Data listing:
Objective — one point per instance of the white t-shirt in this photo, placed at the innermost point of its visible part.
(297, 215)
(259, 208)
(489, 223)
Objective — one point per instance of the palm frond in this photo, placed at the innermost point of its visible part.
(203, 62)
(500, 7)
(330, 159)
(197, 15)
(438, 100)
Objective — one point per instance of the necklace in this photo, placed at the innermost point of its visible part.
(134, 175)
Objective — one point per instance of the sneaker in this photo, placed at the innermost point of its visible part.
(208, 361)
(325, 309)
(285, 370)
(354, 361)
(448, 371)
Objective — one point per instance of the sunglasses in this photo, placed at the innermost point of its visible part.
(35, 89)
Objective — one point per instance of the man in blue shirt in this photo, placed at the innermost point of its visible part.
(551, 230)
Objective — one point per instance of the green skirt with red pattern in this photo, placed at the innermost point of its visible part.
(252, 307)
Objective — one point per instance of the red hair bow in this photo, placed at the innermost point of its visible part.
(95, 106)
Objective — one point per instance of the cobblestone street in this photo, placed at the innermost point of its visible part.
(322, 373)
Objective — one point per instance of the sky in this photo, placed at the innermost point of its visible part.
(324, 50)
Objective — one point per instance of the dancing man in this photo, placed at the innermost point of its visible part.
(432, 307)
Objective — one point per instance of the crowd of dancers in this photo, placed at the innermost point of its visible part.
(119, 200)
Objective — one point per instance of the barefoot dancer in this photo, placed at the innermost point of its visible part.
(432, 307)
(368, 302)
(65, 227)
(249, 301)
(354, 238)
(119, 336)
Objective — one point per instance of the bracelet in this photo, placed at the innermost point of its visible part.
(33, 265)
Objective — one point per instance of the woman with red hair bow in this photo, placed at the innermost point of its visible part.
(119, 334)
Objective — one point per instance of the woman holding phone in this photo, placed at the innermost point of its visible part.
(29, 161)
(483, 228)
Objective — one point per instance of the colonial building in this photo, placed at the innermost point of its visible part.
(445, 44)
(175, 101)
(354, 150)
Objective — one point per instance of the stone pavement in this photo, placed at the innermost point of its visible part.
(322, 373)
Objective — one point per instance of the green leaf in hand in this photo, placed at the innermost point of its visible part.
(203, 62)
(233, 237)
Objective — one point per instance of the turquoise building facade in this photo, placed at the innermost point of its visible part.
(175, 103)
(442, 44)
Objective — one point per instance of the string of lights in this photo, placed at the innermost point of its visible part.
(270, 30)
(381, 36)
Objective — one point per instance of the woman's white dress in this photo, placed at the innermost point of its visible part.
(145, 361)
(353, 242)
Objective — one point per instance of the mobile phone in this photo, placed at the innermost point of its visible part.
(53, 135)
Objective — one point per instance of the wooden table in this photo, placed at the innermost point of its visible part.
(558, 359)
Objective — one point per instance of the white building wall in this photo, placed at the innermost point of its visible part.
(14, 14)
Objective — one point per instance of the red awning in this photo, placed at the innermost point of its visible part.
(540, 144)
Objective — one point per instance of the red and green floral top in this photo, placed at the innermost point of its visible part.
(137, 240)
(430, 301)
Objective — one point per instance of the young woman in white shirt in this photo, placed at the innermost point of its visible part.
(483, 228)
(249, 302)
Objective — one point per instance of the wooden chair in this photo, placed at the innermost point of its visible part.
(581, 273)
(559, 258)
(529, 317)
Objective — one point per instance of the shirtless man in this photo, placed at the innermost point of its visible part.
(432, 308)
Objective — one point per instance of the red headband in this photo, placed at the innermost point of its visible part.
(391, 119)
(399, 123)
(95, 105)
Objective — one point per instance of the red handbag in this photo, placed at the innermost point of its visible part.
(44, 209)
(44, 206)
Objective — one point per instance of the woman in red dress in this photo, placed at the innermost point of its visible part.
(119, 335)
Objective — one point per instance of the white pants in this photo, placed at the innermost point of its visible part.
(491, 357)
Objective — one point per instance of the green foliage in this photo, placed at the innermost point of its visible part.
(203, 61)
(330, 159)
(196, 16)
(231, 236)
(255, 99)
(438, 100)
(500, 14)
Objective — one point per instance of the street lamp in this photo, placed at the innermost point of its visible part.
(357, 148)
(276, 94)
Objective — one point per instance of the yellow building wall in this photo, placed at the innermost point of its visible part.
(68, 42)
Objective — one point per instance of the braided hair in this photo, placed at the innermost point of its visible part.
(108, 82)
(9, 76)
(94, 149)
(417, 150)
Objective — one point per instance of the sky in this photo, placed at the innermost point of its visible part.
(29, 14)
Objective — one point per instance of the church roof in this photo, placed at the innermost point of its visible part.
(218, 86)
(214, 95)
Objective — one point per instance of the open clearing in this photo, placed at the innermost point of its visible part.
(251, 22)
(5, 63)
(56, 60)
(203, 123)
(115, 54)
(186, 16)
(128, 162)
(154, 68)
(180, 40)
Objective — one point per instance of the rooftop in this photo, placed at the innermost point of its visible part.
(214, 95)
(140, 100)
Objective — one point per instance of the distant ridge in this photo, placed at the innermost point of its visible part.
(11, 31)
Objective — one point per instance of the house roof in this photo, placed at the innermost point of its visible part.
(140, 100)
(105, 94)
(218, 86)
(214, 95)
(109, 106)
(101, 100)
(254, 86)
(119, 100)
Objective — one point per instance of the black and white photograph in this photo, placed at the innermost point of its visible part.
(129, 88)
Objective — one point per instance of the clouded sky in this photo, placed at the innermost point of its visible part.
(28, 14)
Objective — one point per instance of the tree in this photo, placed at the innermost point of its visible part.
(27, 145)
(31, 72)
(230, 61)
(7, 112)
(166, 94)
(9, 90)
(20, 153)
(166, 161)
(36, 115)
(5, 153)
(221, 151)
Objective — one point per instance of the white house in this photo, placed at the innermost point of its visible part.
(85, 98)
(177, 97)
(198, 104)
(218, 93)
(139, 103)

Given instruction:
Output every entry shown above, exactly.

Answer in full:
Objective — one point per instance of the white t-shirt in this photo, placed at the innermost point of its visible part.
(297, 215)
(259, 208)
(489, 223)
Objective — one point per instance of the palm frond in this photo, placed at the innermost point of its visible part.
(203, 62)
(500, 7)
(330, 159)
(197, 15)
(438, 100)
Objective — one point per instance of the necklace in this photo, placed at the innermost point of its visible part.
(134, 175)
Objective — one point per instance of the sneaker in this photo, placed at the innermost point of its visible part.
(208, 361)
(325, 309)
(285, 370)
(354, 361)
(448, 371)
Objective — one point per instance of the sunglasses in this photo, placed at the innermost point of its visible part.
(35, 89)
Objective — one point per instance of the man in blue shirt in this photo, placed at the innermost point of its visible part.
(551, 230)
Objective — one point per instance of the green skirt with red pattern in this photo, placed at the innermost point of its visible part.
(252, 307)
Objective — one point per instance of the red hair bow in this photo, placed at the innermost point of its visible part.
(95, 106)
Objective — one point per instance of the cobblestone street in this photo, placed at the innermost point of its visible part.
(322, 373)
Objective — one point per instance of the sky in this photo, placed at the innermost point of its visible part.
(324, 50)
Objective — one point per instance of the dancing man in this photo, placed at the innermost point of its visible part.
(432, 307)
Objective — one point per instance of the crowd of dancers in this photo, placed at the innermost point of its visible part.
(119, 200)
Objective — one point per instance of the barefoot dancer in this photo, placed at the innermost point of its visible part.
(432, 307)
(368, 302)
(65, 227)
(249, 301)
(354, 238)
(119, 336)
Objective — one point per instance of the bracelet in this photo, placed at the innermost point of its visible part.
(33, 265)
Objective — one point per instance of the woman with red hair bow in this photo, placed at the innermost point of its visible part.
(119, 334)
Objective — one point per instance of the woman holding phone in this photo, placed at the innermost point of its visible part.
(29, 161)
(483, 228)
Objective — one point per instance of the colonial building in this photo, placed at the innermost point of its visible part.
(445, 44)
(175, 101)
(354, 150)
Objective — one point per instance of the stone pavement in this photo, placed at the innermost point of its visible part.
(322, 373)
Objective — one point per instance of the green leaf in hand in this photo, placed at the innermost point of its visible part.
(203, 62)
(233, 237)
Objective — one point per instance of the turquoise building facade in this photo, placed at the innermost point of its visible part.
(175, 103)
(442, 44)
Objective — one point per instance of the string of lights in this photo, placed at the innermost point of its visible part.
(270, 30)
(381, 36)
Objective — one point per instance of the woman's white dress in this photo, placed at the innermost point of its visible part.
(145, 361)
(353, 242)
Objective — one point per instance of the mobile phone in this photo, placed at the innermost point of its visible part.
(53, 135)
Objective — one point per instance of the wooden table in this photo, placed at the innermost point of its visible part.
(558, 359)
Objective — one point per instance of the white building wall in this photo, placed at the innermost point of its visible part.
(14, 14)
Objective — one point per instance of the red awning in this photo, placed at the innermost point of its visible part.
(540, 144)
Objective — one point per instance of the red and green floral top in this photo, placed at the innermost point of its visible part.
(137, 240)
(430, 301)
Objective — one point per instance of the young woman in white shirt in this photo, placed at the innermost point of its visible part.
(483, 228)
(249, 302)
Objective — one point per instance of the wooden chair in this photo, placed at the innermost point of its visible part.
(581, 273)
(559, 258)
(529, 317)
Objective — one point per instance of the shirtless man in this photo, placed at the innermost point of its visible part.
(432, 308)
Objective — one point per instance of the red headband in this photo, placed at the innermost point of its visible part.
(391, 119)
(399, 123)
(95, 105)
Objective — one point per instance of the red handbag in this photo, placed at the innermost point of its visible part.
(44, 209)
(44, 206)
Objective — one point per instance of the woman in red dress in this photo, placed at the innermost point of its visible part.
(119, 335)
Objective — one point per instance of the white pants in this photo, placed at the innermost point of its visible part.
(491, 357)
Objective — one point per instance of the green foliage in this photo, placed at the innermost point of its visible part.
(203, 61)
(330, 159)
(196, 16)
(231, 236)
(255, 99)
(438, 100)
(500, 14)
Objective — one point per instance of the street lamp in this photo, placed at the innermost point of its visible part.
(357, 148)
(276, 94)
Objective — one point per instance of the yellow building wall in this photo, placed at the innermost point of its visible part.
(68, 42)
Objective — one point per instance of the braided hair in this photo, placed at the innermost point of its visible part.
(108, 82)
(9, 76)
(94, 149)
(417, 150)
Objective — one point per instance of the sky in this photo, placed at the innermost point of its visible part.
(29, 14)
Objective — one point per instance of the church roof in this photo, placed at the innermost point of its visible part.
(218, 86)
(214, 95)
Objective — one point per instance of the open clearing in this photo, placed at the innermost point of its visible part.
(251, 22)
(5, 63)
(56, 60)
(203, 123)
(115, 54)
(186, 16)
(128, 162)
(154, 68)
(180, 40)
Objective — one point per instance of the rooftop in this photo, placed at the innermost point of its visible part.
(214, 95)
(140, 100)
Objective — one point per instance of the distant ridge in this photo, placed at the innermost point of its visible part.
(11, 31)
Objective — one point per instance of the house roof in this photo, placed at the innermost point of its visible part.
(140, 100)
(105, 94)
(218, 86)
(214, 95)
(109, 106)
(101, 100)
(254, 86)
(119, 100)
Objective — one point per instance of the black and white photograph in this photo, placed at the innermost point of its visible part.
(129, 88)
Objective — one point per instance of the clouded sky in this photo, placed at the innermost point of its visible part.
(28, 14)
Objective — one point per instance of the tree in this photo, placed at the innermost point of its visible part.
(27, 145)
(31, 72)
(230, 61)
(7, 112)
(166, 94)
(9, 90)
(20, 153)
(166, 161)
(36, 115)
(5, 153)
(221, 151)
Objective — one point per instance of the white house in this photo, placed at the innermost point of its visible part.
(85, 98)
(177, 97)
(198, 104)
(218, 93)
(139, 103)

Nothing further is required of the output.